> _EXERCISE GOAL_:
Write each line of the entries below as a string in a JSON list, one string per line, leaving out blank lines.
+===+
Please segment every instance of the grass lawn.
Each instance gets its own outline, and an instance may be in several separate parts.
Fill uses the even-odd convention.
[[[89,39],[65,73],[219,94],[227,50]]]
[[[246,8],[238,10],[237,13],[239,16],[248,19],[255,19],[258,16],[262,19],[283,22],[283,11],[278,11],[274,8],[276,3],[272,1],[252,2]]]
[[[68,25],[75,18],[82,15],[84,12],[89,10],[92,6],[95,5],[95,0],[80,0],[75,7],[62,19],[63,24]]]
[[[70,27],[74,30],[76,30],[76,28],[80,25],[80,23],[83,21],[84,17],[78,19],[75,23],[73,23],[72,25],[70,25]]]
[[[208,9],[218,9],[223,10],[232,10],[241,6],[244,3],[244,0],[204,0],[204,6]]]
+===+
> _OUTPUT_:
[
  "Please segment every instance of the grass lawn.",
  "Each instance gets its own outline, and an instance may be in several separate parts.",
  "Fill uses the even-odd convention.",
  "[[[89,39],[65,73],[219,94],[227,50]]]",
  "[[[246,8],[238,10],[237,13],[239,16],[248,19],[255,19],[258,16],[262,19],[283,22],[283,11],[278,11],[274,8],[276,3],[272,1],[252,2]]]",
  "[[[68,25],[75,18],[82,15],[84,12],[89,10],[92,6],[95,5],[95,0],[80,0],[75,7],[62,19],[63,24]]]",
  "[[[70,27],[74,30],[76,30],[76,28],[80,25],[80,23],[83,21],[84,17],[78,19],[75,23],[73,23],[72,25],[70,25]]]",
  "[[[208,9],[218,9],[223,10],[232,10],[241,6],[244,3],[244,0],[204,0],[204,6]]]"
]